Texto a revisar:
----------

No piensen que estoy enfadada. No. En mi larga vida me he enfadado pocas veces, muy pocas. Y no es que no haya sufrido por los ataques e inconveniencias que me han dirigido en el transcurso de mis setenta y cinco años. Mucho, pero, siempre seguía el consejo de mi madre: «Sonríe, nena. Cuando los estúpidos que te incordian diariamente se den cuenta de que no les haces caso, bajarán sus cabezas y sufrirán un gran desengaño al comprender que son tan obtusos que no consiguen que una niña más pequeña que ellos sufra con sus torpes agravios». Mano de Santo, oiga.

----------

Cita textualmente el fragmento del texto a revisar que empieza en «No piensen que» y termina en «de Santo, oiga.».

Registros de un conjunto de datos
----------

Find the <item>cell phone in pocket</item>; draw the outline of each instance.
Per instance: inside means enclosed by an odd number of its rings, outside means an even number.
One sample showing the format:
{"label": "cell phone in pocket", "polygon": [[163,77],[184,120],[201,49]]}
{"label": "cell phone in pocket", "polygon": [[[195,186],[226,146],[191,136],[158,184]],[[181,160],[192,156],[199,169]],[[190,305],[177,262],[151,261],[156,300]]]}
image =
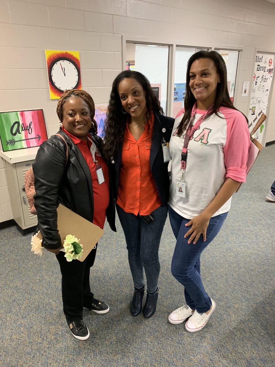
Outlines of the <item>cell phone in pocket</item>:
{"label": "cell phone in pocket", "polygon": [[154,217],[150,214],[148,214],[148,215],[140,215],[140,217],[144,219],[147,224],[151,224],[155,220]]}

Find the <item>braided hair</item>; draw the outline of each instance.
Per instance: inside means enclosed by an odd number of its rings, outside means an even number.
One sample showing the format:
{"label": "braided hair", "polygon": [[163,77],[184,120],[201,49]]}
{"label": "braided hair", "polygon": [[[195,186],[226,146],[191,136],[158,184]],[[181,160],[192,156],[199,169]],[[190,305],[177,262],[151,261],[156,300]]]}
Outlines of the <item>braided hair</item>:
{"label": "braided hair", "polygon": [[56,107],[56,113],[58,116],[60,122],[63,121],[63,105],[70,97],[74,96],[76,97],[80,97],[82,98],[87,103],[90,110],[91,118],[94,124],[92,124],[92,126],[90,129],[90,131],[94,134],[98,133],[98,124],[94,119],[95,117],[95,102],[91,95],[85,91],[83,89],[71,89],[64,91],[63,94],[60,96],[60,99],[58,101]]}

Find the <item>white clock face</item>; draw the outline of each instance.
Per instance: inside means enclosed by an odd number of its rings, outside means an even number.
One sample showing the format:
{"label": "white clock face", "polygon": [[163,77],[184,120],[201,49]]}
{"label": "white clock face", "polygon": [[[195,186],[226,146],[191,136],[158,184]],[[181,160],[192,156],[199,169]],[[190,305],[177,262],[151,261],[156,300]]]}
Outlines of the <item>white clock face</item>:
{"label": "white clock face", "polygon": [[77,70],[67,60],[60,60],[54,65],[51,72],[54,85],[62,91],[73,89],[78,81]]}

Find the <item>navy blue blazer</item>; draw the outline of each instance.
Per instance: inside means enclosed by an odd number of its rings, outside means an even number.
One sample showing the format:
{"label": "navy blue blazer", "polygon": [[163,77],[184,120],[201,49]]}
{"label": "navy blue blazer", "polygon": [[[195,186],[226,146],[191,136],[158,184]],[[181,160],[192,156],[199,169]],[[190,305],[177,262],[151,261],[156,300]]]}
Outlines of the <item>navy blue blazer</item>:
{"label": "navy blue blazer", "polygon": [[[163,116],[159,112],[154,112],[154,114],[155,120],[150,150],[150,167],[162,206],[165,206],[168,204],[169,197],[170,179],[168,173],[169,162],[164,163],[163,161],[161,142],[164,138],[166,142],[170,141],[175,119]],[[118,152],[114,159],[116,173],[116,198],[118,192],[123,145],[122,140],[120,145]]]}

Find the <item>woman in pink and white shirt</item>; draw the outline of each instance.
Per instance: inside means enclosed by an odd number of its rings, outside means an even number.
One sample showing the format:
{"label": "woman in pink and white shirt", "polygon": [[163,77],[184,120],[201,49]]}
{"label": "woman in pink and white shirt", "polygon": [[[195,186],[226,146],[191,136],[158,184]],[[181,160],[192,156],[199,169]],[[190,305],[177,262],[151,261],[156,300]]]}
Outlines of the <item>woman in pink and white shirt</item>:
{"label": "woman in pink and white shirt", "polygon": [[204,327],[216,307],[202,281],[201,254],[220,229],[232,195],[245,181],[250,140],[247,119],[229,97],[226,66],[219,53],[192,55],[186,81],[184,108],[170,142],[168,210],[177,239],[172,274],[184,286],[186,304],[168,319],[180,324],[188,319],[186,328],[194,332]]}

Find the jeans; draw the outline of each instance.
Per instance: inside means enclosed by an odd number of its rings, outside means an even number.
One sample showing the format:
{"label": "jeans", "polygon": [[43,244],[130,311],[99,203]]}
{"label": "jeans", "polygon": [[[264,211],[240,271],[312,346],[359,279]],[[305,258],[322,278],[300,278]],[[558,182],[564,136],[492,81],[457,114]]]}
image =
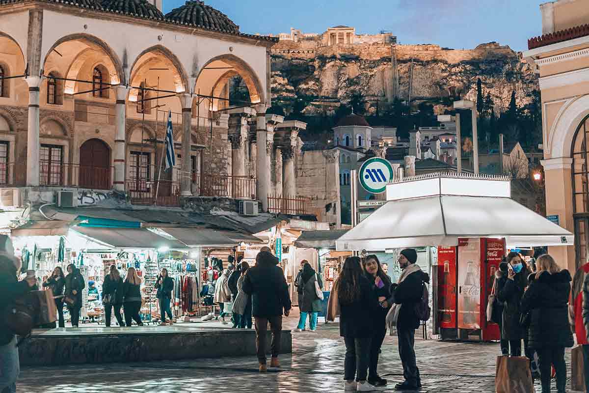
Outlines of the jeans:
{"label": "jeans", "polygon": [[282,316],[268,318],[254,317],[256,320],[256,348],[260,364],[266,364],[266,347],[268,331],[268,322],[272,330],[272,353],[273,358],[277,358],[280,352],[280,339],[282,336]]}
{"label": "jeans", "polygon": [[6,345],[0,346],[0,391],[16,391],[16,378],[20,372],[16,336]]}
{"label": "jeans", "polygon": [[168,316],[170,317],[170,320],[171,321],[174,319],[172,316],[172,309],[170,308],[170,298],[162,298],[161,299],[158,299],[158,302],[160,303],[160,313],[161,315],[161,322],[166,322],[166,313],[168,313]]}
{"label": "jeans", "polygon": [[297,329],[305,330],[305,324],[307,322],[307,315],[309,315],[309,328],[311,330],[317,329],[317,314],[318,312],[300,312],[300,316],[299,318],[299,326]]}
{"label": "jeans", "polygon": [[123,321],[123,316],[121,316],[121,308],[123,307],[123,303],[119,303],[118,304],[111,304],[104,306],[104,325],[106,325],[107,328],[110,327],[110,321],[111,321],[111,315],[112,313],[112,309],[114,309],[114,318],[117,318],[117,322],[118,322],[118,325],[120,326],[124,326],[125,322]]}
{"label": "jeans", "polygon": [[132,321],[134,320],[139,326],[143,326],[139,311],[141,309],[141,302],[125,302],[123,306],[125,313],[125,322],[128,327],[131,327]]}
{"label": "jeans", "polygon": [[386,326],[384,323],[380,331],[375,332],[372,336],[372,342],[370,346],[370,363],[368,368],[368,378],[373,378],[378,376],[376,368],[378,366],[378,355],[386,335]]}
{"label": "jeans", "polygon": [[68,311],[70,312],[70,318],[71,319],[72,327],[77,328],[80,323],[80,308],[70,307],[68,306]]}
{"label": "jeans", "polygon": [[[556,370],[556,387],[558,393],[564,393],[567,384],[567,365],[564,362],[564,347],[547,348],[538,349],[540,362],[542,393],[550,393],[552,366]],[[586,383],[586,381],[585,381]]]}
{"label": "jeans", "polygon": [[370,362],[370,347],[372,338],[352,338],[344,337],[346,343],[346,357],[343,361],[343,379],[360,382],[366,380],[368,364]]}
{"label": "jeans", "polygon": [[399,337],[399,356],[403,364],[403,377],[405,381],[412,385],[421,384],[419,369],[415,359],[415,329],[397,328]]}

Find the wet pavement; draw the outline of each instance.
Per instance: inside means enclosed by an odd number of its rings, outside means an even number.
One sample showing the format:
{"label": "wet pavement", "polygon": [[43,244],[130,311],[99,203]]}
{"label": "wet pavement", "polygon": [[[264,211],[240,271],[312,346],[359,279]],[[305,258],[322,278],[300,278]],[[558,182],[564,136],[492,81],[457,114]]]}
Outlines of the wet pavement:
{"label": "wet pavement", "polygon": [[[285,319],[284,329],[296,326],[298,317]],[[321,320],[320,319],[320,321]],[[180,325],[178,326],[181,326]],[[219,322],[186,324],[187,327],[229,328]],[[167,329],[167,327],[158,328]],[[402,379],[396,338],[387,336],[379,364],[381,377],[389,381],[382,391],[395,391]],[[494,392],[498,344],[417,340],[418,365],[423,387],[431,393]],[[198,348],[194,348],[198,351]],[[345,347],[337,323],[320,323],[316,332],[293,332],[293,354],[280,358],[282,368],[267,374],[257,371],[254,358],[223,358],[184,361],[25,368],[18,391],[27,393],[170,393],[209,392],[343,391]],[[567,351],[567,364],[570,352]],[[568,367],[570,370],[570,368]],[[569,375],[570,377],[570,375]],[[555,391],[555,387],[552,388]],[[536,391],[540,389],[537,384]]]}

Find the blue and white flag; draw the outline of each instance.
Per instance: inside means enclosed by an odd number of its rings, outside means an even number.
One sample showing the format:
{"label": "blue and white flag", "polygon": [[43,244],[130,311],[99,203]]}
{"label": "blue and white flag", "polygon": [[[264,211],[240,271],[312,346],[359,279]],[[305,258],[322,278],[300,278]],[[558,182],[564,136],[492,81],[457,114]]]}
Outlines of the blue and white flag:
{"label": "blue and white flag", "polygon": [[172,111],[168,111],[168,125],[166,127],[166,170],[176,164],[174,153],[174,133],[172,132]]}

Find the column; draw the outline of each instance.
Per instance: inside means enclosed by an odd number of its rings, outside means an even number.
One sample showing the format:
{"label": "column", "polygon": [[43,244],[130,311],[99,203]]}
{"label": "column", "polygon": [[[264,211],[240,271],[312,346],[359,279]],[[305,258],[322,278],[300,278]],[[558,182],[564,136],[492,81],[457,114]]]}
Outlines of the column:
{"label": "column", "polygon": [[296,196],[294,158],[294,147],[282,149],[282,195],[284,198],[294,198]]}
{"label": "column", "polygon": [[114,140],[114,189],[125,190],[125,121],[127,118],[127,94],[128,89],[125,86],[114,87],[117,94],[115,105],[115,125],[116,136]]}
{"label": "column", "polygon": [[[192,144],[192,99],[190,94],[179,95],[182,104],[182,173],[180,195],[192,196],[190,147]],[[201,169],[203,170],[203,169]]]}
{"label": "column", "polygon": [[27,134],[27,184],[39,185],[39,77],[26,78],[29,85],[29,120]]}
{"label": "column", "polygon": [[256,108],[256,138],[257,148],[256,157],[256,189],[257,199],[262,201],[262,209],[268,211],[270,193],[270,167],[268,165],[267,131],[266,128],[266,105]]}

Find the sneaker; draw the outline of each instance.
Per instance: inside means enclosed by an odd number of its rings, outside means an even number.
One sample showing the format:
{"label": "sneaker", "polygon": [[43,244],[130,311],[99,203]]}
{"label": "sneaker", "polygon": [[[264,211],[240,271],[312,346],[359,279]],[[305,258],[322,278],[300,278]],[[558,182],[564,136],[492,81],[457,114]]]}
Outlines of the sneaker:
{"label": "sneaker", "polygon": [[356,391],[357,392],[372,392],[374,390],[377,390],[375,386],[370,385],[366,381],[365,381],[364,382],[359,382],[358,388],[356,389]]}

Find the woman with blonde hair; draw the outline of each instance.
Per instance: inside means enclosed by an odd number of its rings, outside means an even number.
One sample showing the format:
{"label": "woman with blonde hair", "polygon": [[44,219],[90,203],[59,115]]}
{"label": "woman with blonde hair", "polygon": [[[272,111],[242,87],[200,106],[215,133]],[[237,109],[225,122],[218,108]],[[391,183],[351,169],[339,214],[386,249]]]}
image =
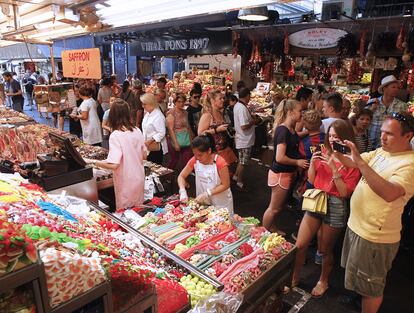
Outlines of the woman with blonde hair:
{"label": "woman with blonde hair", "polygon": [[[174,100],[174,108],[167,113],[167,129],[169,134],[170,161],[168,168],[183,168],[192,157],[191,152],[191,127],[188,122],[188,113],[184,109],[187,97],[183,93],[177,93]],[[181,165],[180,165],[181,161]]]}
{"label": "woman with blonde hair", "polygon": [[148,161],[162,164],[164,154],[168,152],[167,140],[165,138],[165,116],[159,109],[157,99],[153,94],[146,93],[141,96],[142,106],[145,110],[142,121],[142,132],[148,154]]}
{"label": "woman with blonde hair", "polygon": [[[325,149],[314,152],[310,161],[308,181],[328,196],[327,213],[306,212],[300,223],[296,247],[298,248],[292,286],[297,285],[299,273],[306,258],[307,248],[318,233],[318,250],[322,254],[322,271],[312,289],[314,298],[322,297],[328,289],[329,275],[334,265],[333,250],[348,221],[348,200],[361,174],[358,168],[347,168],[334,156],[335,143],[349,140],[355,143],[354,132],[343,120],[333,122],[325,137]],[[319,232],[318,232],[319,231]]]}
{"label": "woman with blonde hair", "polygon": [[208,93],[203,105],[203,111],[198,123],[198,135],[209,133],[213,135],[218,155],[230,165],[237,157],[229,145],[227,129],[230,121],[224,118],[224,95],[218,90]]}
{"label": "woman with blonde hair", "polygon": [[275,114],[274,152],[268,174],[272,195],[263,215],[263,226],[282,235],[284,232],[276,228],[277,216],[285,206],[296,170],[309,166],[307,160],[300,159],[299,136],[295,132],[295,125],[301,120],[301,110],[300,102],[285,99],[280,102]]}

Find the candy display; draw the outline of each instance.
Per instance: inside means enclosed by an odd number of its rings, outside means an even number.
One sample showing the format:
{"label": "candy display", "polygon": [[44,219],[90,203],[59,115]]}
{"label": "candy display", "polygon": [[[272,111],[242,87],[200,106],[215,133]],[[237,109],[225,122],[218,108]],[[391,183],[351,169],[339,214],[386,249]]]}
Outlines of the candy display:
{"label": "candy display", "polygon": [[100,259],[84,257],[67,249],[46,248],[40,252],[52,308],[69,301],[106,280]]}
{"label": "candy display", "polygon": [[[232,294],[243,292],[293,249],[283,237],[259,227],[255,218],[230,217],[226,209],[194,201],[185,206],[172,201],[135,221],[125,215],[120,218],[223,283],[224,290]],[[203,284],[197,282],[191,276],[181,278],[181,284],[198,301],[205,291],[195,292],[203,290]]]}
{"label": "candy display", "polygon": [[33,293],[26,286],[22,286],[0,294],[0,312],[36,313]]}
{"label": "candy display", "polygon": [[21,123],[27,123],[27,122],[34,122],[33,118],[30,116],[10,110],[1,108],[0,109],[0,125],[1,124],[21,124]]}
{"label": "candy display", "polygon": [[15,224],[0,219],[0,277],[36,261],[32,240]]}
{"label": "candy display", "polygon": [[[185,268],[143,244],[93,207],[70,213],[38,186],[17,177],[0,174],[0,188],[6,191],[0,197],[0,221],[14,225],[27,241],[38,245],[52,307],[100,284],[106,277],[111,278],[114,302],[119,304],[115,308],[133,302],[152,284],[157,290],[162,285],[164,292],[175,290],[177,299],[181,299],[175,311],[188,302],[187,292],[178,284],[182,276],[189,274]],[[170,288],[163,289],[164,281],[169,281]],[[165,309],[159,311],[175,312],[162,303],[163,299],[170,300],[160,297],[159,307]]]}
{"label": "candy display", "polygon": [[180,284],[190,294],[192,307],[194,307],[201,299],[211,296],[217,292],[213,285],[200,280],[197,276],[183,276],[180,280]]}
{"label": "candy display", "polygon": [[0,158],[23,163],[36,161],[38,154],[52,153],[53,143],[49,133],[57,133],[72,142],[76,136],[46,125],[25,125],[17,128],[0,128]]}
{"label": "candy display", "polygon": [[81,144],[76,148],[84,158],[94,160],[105,160],[108,157],[108,150],[102,147]]}

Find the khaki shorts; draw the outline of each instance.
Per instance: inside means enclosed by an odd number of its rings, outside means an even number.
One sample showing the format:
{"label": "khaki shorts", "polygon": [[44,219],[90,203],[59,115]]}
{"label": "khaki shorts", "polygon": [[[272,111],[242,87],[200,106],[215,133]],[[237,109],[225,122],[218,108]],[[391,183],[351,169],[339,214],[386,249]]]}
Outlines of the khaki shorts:
{"label": "khaki shorts", "polygon": [[341,258],[341,266],[345,268],[345,288],[364,297],[381,297],[399,245],[399,242],[365,240],[348,227]]}
{"label": "khaki shorts", "polygon": [[238,149],[237,152],[239,154],[239,164],[249,165],[250,155],[252,153],[252,147]]}
{"label": "khaki shorts", "polygon": [[295,173],[275,173],[269,170],[267,185],[269,187],[279,186],[282,189],[289,190],[294,177]]}

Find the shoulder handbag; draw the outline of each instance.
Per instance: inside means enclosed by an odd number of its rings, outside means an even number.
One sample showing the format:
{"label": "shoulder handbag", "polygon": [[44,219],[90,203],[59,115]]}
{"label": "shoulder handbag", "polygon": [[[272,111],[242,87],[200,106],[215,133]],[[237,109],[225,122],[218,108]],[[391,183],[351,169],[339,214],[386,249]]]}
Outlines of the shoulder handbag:
{"label": "shoulder handbag", "polygon": [[302,210],[326,214],[328,211],[328,196],[320,189],[308,189],[303,193]]}
{"label": "shoulder handbag", "polygon": [[159,142],[156,141],[152,141],[148,146],[147,146],[147,150],[148,151],[160,151],[161,150],[161,144]]}
{"label": "shoulder handbag", "polygon": [[175,133],[178,145],[181,148],[187,148],[191,145],[190,134],[188,130],[182,130]]}

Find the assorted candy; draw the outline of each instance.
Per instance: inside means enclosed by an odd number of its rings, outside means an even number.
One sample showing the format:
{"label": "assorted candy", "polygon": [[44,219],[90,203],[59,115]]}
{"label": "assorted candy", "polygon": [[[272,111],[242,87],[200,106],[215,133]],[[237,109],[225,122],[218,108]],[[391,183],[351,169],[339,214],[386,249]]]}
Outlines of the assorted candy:
{"label": "assorted candy", "polygon": [[98,257],[84,257],[67,249],[47,248],[40,251],[50,306],[69,301],[106,281]]}
{"label": "assorted candy", "polygon": [[[144,221],[140,216],[136,221],[120,218],[223,283],[224,290],[232,294],[254,283],[293,248],[283,237],[259,227],[260,221],[254,217],[230,217],[226,209],[194,201],[186,206],[177,201],[159,201],[158,205],[143,217]],[[192,304],[203,296],[194,296],[194,281],[198,278],[181,278],[181,285],[192,296]]]}
{"label": "assorted candy", "polygon": [[[21,249],[14,246],[14,241],[12,246],[9,237],[16,236],[11,236],[8,227],[1,227],[7,235],[1,237],[5,243],[0,246],[4,271],[9,271],[11,263],[16,269],[16,259],[34,261],[30,249],[36,244],[45,263],[52,307],[107,277],[111,278],[114,302],[119,304],[116,311],[121,304],[134,304],[139,300],[137,296],[153,285],[157,291],[170,293],[178,309],[188,303],[187,292],[178,284],[188,271],[144,245],[104,214],[92,207],[69,213],[36,185],[15,175],[0,174],[0,184],[0,222],[16,230],[17,244],[22,240]],[[164,288],[166,281],[170,288]],[[169,297],[157,296],[159,308],[164,308],[159,312],[178,310],[169,309]]]}
{"label": "assorted candy", "polygon": [[15,224],[0,219],[0,276],[36,261],[32,240]]}

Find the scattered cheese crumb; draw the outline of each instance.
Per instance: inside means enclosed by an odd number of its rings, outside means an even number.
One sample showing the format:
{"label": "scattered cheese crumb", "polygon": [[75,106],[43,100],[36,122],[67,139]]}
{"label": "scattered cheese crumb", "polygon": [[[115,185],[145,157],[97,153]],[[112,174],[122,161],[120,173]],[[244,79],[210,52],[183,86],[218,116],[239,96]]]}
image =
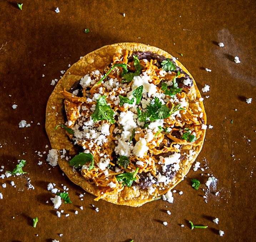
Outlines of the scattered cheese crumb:
{"label": "scattered cheese crumb", "polygon": [[218,222],[219,222],[219,219],[218,218],[216,218],[216,219],[214,219],[212,221],[213,221],[216,224],[218,224]]}
{"label": "scattered cheese crumb", "polygon": [[219,230],[219,233],[221,236],[223,236],[223,235],[224,235],[224,231],[222,230]]}
{"label": "scattered cheese crumb", "polygon": [[237,64],[238,63],[240,63],[241,62],[241,61],[240,61],[240,60],[239,60],[239,58],[238,56],[236,56],[235,57],[235,59],[234,60],[234,61]]}
{"label": "scattered cheese crumb", "polygon": [[224,44],[222,42],[219,43],[218,44],[220,47],[224,47]]}
{"label": "scattered cheese crumb", "polygon": [[210,86],[207,85],[205,84],[205,85],[202,89],[202,91],[203,93],[207,93],[210,91]]}
{"label": "scattered cheese crumb", "polygon": [[245,101],[248,104],[249,103],[252,103],[252,98],[248,98],[248,99],[246,99],[246,101]]}

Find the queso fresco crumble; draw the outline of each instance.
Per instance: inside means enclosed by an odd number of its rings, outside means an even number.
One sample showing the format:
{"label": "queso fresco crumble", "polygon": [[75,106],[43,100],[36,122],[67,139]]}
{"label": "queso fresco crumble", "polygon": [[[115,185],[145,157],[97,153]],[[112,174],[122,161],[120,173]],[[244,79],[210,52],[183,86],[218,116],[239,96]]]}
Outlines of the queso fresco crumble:
{"label": "queso fresco crumble", "polygon": [[201,144],[202,99],[191,101],[193,80],[172,58],[127,51],[61,92],[67,121],[58,126],[80,147],[70,164],[102,187],[96,200],[132,184],[155,195]]}

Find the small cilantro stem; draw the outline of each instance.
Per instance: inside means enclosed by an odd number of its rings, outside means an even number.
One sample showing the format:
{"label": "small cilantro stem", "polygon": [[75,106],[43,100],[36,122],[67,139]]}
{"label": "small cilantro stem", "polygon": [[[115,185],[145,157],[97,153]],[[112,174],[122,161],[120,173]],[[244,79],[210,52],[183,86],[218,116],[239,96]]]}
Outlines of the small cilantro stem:
{"label": "small cilantro stem", "polygon": [[189,221],[189,222],[191,225],[191,229],[194,229],[194,228],[206,228],[208,227],[208,226],[204,226],[204,225],[194,225],[193,223],[191,221]]}

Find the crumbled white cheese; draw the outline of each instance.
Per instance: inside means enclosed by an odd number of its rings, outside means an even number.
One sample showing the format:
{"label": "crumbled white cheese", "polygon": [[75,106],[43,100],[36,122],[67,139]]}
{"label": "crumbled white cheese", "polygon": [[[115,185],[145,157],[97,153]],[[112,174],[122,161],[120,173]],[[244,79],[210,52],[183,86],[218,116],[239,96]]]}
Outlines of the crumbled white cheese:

----------

Respuesta:
No piensen que estoy enfadada. No. En mi larga vida me he enfadado pocas veces, muy pocas. Y no es que no haya sufrido por los ataques e inconveniencias que me han dirigido en el transcurso de mis setenta y cinco años. Mucho, pero, siempre seguía el consejo de mi madre: «Sonríe, nena. Cuando los estúpidos que te incordian diariamente se den cuenta de que no les haces caso, bajarán sus cabezas y sufrirán un gran desengaño al comprender que son tan obtusos que no consiguen que una niña más pequeña que ellos sufra con sus torpes agravios». Mano de Santo, oiga.